AUFGABEN:
1. An welcher Hochschule ist Jörn Axel Kämmerer laut dem Textabschnitt Professor?
2. Gib den Textabschnitt wortgetreu wieder, und zwar zwischen „Jörn Axel Kämmerer: In“ und „bei Kolonialverbrechen publiziert.“, beide eingeschlossen.

TEXTABSCHNITT:
⟨

1904 hat die Kolonialregierung in Deutsch-Südwestafrika die Herero und Nama fast ausgerottet. Die Nachkommen haben Deutschland verklagt. Jörn Axel Kämmerer über ihre Chancen.
Tim Wegener
21.03.2017

chrismon: Die Herero und Nama klagen gegen Deutschland vor einem US-Gericht. Wieso gerade dort?

Jörn Axel Kämmerer: In den Vereinigten Staaten eröffnet ein Gesetz die Möglichkeit, Zivilklagen vor US-Gerichten zu verhandeln, ohne dass die Streitparteien einen Bezug zu den USA aufweisen, aber nur, wenn es sich um Verstöße gegen das Völkerrecht handelt. Ein Urteil gegen einen souveränen Staat, in diesem Fall die Bundesrepublik, dürfte allerdings wertlos sein, da es in Deutschland weder anerkannt noch vollstreckt werden würde. Staaten können nach dem Völkerrecht grundsätzlich nicht über andere Staaten richten.

Jörn Axel Kämmerer

Jörn Axel Kämmerer, Professor für Öffentliches Recht, Völker- und Europarecht an der Bucerius Law School in Hamburg, hat über das Völkerrecht als Instrument der Wiedergutmachung bei Kolonialverbrechen publiziert.

Deutschland verhandelt über Wiedergutmachungen wegen der Kolonialverbrechen mit Namibia und nicht mit den Opfer­verbänden der Herero und Nama. Warum?

⟩

EXTRAHIERTE DATEN:

⟨

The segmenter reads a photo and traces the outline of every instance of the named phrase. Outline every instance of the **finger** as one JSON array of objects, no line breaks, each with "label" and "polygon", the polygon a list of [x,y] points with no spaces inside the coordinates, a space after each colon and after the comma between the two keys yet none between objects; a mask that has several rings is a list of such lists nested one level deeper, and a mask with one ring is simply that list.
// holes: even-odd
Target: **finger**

⟩
⟨

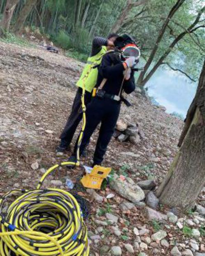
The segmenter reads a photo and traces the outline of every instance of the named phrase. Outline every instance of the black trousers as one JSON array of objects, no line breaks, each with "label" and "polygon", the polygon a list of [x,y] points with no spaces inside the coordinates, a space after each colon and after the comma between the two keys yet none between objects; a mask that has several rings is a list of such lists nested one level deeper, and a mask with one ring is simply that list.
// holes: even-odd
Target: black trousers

⟩

ANTWORTEN:
1. An der Bucerius Law School in Hamburg.

2.
Jörn Axel Kämmerer: In den Vereinigten Staaten eröffnet ein Gesetz die Möglichkeit, Zivilklagen vor US-Gerichten zu verhandeln, ohne dass die Streitparteien einen Bezug zu den USA aufweisen, aber nur, wenn es sich um Verstöße gegen das Völkerrecht handelt. Ein Urteil gegen einen souveränen Staat, in diesem Fall die Bundesrepublik, dürfte allerdings wertlos sein, da es in Deutschland weder anerkannt noch vollstreckt werden würde. Staaten können nach dem Völkerrecht grundsätzlich nicht über andere Staaten richten.

Jörn Axel Kämmerer

Jörn Axel Kämmerer, Professor für Öffentliches Recht, Völker- und Europarecht an der Bucerius Law School in Hamburg, hat über das Völkerrecht als Instrument der Wiedergutmachung bei Kolonialverbrechen publiziert.